**WORK REQUEST:** Every record must be copied exactly. Leave nothing out.

**Dataset entries:**
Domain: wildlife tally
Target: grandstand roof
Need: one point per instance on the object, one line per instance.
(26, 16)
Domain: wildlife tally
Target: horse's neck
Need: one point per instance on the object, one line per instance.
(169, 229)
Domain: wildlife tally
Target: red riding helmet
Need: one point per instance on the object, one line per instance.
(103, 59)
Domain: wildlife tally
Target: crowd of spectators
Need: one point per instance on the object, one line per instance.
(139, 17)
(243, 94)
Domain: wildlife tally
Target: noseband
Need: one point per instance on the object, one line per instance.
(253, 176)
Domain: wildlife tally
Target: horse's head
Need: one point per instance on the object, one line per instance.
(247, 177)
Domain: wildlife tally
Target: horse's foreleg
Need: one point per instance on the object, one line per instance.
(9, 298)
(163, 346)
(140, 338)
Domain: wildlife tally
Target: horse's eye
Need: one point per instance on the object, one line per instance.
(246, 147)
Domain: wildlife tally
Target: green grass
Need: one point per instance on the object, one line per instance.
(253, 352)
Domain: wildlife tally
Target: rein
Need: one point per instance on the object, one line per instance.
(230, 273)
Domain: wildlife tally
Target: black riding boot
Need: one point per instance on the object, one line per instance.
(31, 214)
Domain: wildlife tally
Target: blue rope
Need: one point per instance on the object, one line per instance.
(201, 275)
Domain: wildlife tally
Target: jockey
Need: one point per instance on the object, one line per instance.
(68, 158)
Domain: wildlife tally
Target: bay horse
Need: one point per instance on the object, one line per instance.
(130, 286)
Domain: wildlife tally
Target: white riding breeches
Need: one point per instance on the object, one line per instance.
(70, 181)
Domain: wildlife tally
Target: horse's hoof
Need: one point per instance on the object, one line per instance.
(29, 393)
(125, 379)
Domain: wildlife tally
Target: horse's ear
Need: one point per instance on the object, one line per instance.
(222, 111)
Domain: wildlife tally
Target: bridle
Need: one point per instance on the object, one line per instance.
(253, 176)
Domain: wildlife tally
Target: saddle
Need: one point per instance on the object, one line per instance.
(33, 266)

**EXERCISE OUTPUT:**
Domain: wildlife tally
Target: grandstand roof
Need: one point per instance on the object, one line per instance.
(26, 16)
Domain: wildlife tally
Target: horse's neck
Need: one point per instance on the object, one line per instance.
(169, 229)
Domain: wildlife tally
Target: red riding helmet
Need: one point per instance on the object, one line per instance.
(103, 59)
Domain: wildlife tally
Target: crowd of spectators
Need: one point per instance on the object, one line per instance.
(139, 17)
(243, 94)
Domain: wildlife tally
Target: noseband
Need: one point per instance on the object, one line per instance.
(253, 176)
Domain: wildlife tally
Target: horse's head
Need: one point per instance on the object, one line per instance.
(247, 177)
Domain: wildlife tally
Target: horse's foreleg
Need: one point per instance on the object, one line per instance.
(9, 298)
(163, 346)
(140, 338)
Domain: wildlife tally
Target: horse's eye
Need: one point per instance on the object, one line per instance.
(246, 147)
Domain: wildlife tally
Target: green grass
Need: one point per instance on the object, one line per instance.
(253, 352)
Domain: wildlife tally
Target: rein
Need: one point per instance on the object, one line per instance.
(230, 273)
Domain: wildlife tally
Target: black riding boot
Need: one point per instance on the object, one line per instance.
(31, 214)
Domain: wildlife tally
Target: blue rope
Need: one point per instance on the object, one line per instance.
(201, 275)
Domain: wildlife tally
Target: jockey
Need: one point per instance on the object, one line per instance.
(68, 158)
Domain: wildlife tally
Target: bay horse
Need: one point per instance on the object, one line per instance.
(130, 286)
Domain: wildlife tally
Target: white riding breeches
Need: one point per instance on the object, one line per instance.
(70, 181)
Domain: wildlife tally
Target: horse's hoof
Need: one point per instance on the object, one line per instance.
(29, 393)
(125, 379)
Domain: wildlife tally
Target: horse's ear
Need: one point per instance on the object, one line per instance.
(222, 111)
Domain: wildlife tally
Target: bridle
Need: one point per instance on the object, one line per instance.
(253, 176)
Domain: wildlife tally
Target: saddle
Need: one point per instance on the object, one line per instance.
(33, 266)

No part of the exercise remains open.